■ Directions for this task ■
Collect every line below that contains the word "blue", and copy each one out in full. Only matches with the same uppercase and lowercase letters count.

--- start ---

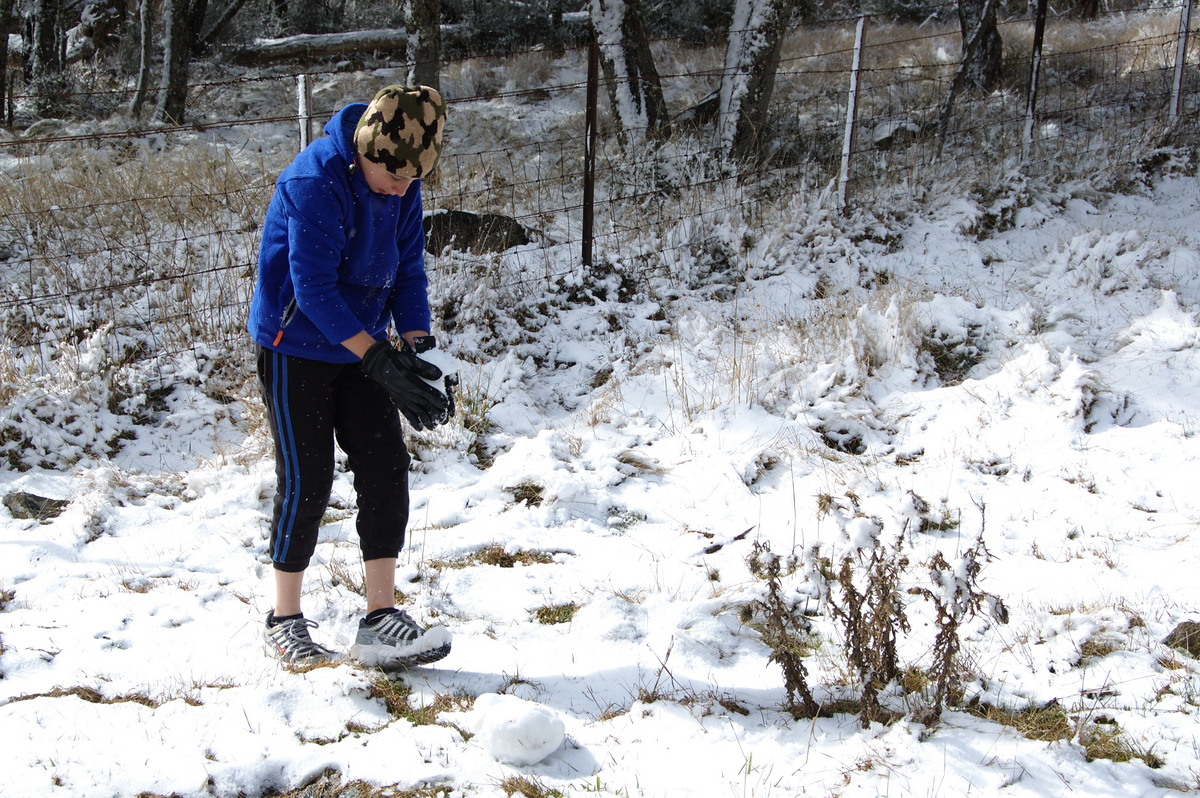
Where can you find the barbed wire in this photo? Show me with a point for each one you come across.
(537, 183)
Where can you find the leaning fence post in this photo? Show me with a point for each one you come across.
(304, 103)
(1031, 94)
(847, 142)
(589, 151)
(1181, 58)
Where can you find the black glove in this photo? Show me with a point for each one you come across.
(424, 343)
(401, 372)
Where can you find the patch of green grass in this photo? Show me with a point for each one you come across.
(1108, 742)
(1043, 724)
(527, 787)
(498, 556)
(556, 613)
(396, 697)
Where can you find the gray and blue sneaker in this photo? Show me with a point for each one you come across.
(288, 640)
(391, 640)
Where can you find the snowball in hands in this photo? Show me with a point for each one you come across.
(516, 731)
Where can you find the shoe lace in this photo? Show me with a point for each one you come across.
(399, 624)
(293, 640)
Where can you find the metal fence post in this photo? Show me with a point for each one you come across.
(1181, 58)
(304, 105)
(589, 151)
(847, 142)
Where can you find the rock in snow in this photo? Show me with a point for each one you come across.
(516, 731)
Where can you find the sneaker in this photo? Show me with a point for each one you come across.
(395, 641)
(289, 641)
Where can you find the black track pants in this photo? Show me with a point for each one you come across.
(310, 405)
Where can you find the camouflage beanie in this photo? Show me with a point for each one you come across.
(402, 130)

--- end ---
--- start ---

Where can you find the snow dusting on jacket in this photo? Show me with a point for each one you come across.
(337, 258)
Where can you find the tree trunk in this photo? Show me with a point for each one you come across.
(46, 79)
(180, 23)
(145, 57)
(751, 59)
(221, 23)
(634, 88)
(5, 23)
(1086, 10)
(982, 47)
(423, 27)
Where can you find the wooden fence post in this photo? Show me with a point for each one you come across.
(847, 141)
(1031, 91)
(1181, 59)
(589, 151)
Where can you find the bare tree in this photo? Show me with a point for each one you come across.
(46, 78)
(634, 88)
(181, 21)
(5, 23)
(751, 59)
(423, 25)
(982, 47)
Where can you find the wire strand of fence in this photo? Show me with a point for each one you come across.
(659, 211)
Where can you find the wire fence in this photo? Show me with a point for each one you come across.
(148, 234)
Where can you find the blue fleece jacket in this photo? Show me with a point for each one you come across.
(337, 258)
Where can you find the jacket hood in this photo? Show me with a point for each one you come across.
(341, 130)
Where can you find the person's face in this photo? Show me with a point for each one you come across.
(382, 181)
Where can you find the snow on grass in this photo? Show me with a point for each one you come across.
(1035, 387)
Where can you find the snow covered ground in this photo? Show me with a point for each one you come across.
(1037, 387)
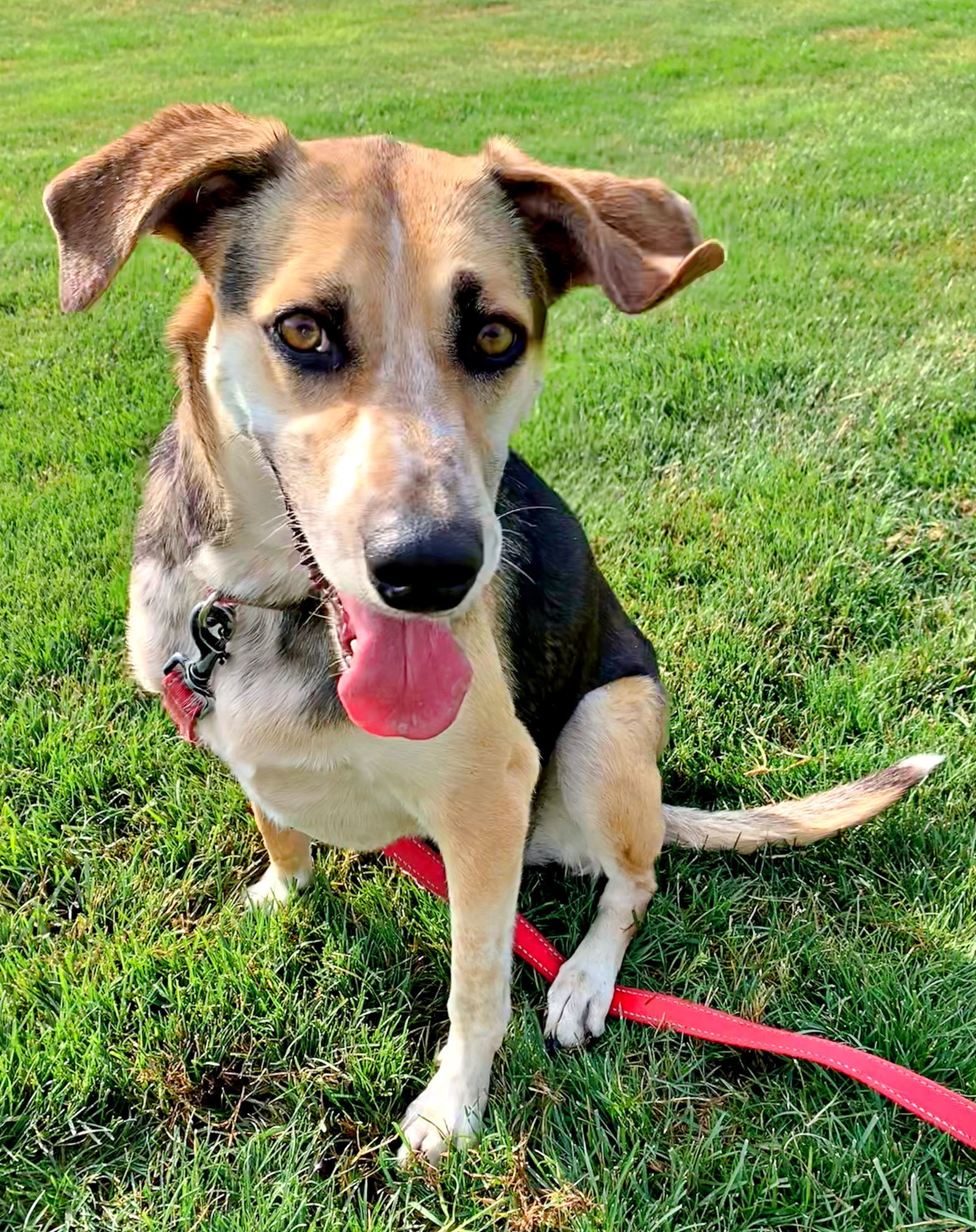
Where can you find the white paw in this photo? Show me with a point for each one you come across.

--- end ---
--- start ---

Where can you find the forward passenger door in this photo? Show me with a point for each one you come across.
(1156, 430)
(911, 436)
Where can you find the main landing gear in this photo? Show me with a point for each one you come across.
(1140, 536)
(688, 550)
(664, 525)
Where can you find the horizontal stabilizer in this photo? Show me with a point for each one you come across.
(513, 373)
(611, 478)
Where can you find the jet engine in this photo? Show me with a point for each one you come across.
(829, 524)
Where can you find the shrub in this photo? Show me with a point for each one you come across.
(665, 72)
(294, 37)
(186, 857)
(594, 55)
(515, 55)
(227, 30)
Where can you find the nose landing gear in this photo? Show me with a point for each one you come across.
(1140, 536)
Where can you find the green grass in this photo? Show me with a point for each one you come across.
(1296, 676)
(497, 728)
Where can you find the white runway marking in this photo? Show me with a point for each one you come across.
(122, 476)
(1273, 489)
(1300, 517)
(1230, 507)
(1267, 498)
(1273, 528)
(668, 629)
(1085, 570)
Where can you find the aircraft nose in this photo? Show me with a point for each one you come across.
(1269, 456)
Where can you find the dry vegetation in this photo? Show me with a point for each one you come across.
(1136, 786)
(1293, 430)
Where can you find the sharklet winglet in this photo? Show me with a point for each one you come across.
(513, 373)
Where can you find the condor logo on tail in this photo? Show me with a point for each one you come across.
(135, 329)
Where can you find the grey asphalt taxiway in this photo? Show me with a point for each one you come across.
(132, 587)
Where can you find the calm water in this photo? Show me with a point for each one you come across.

--- end ---

■ Exercise solution ■
Where can you find the gray and blue sneaker in this photo? Show me with a point for each one you come across.
Where can you find the blue fleece jacket in this photo? Show me with a point for each one you come across.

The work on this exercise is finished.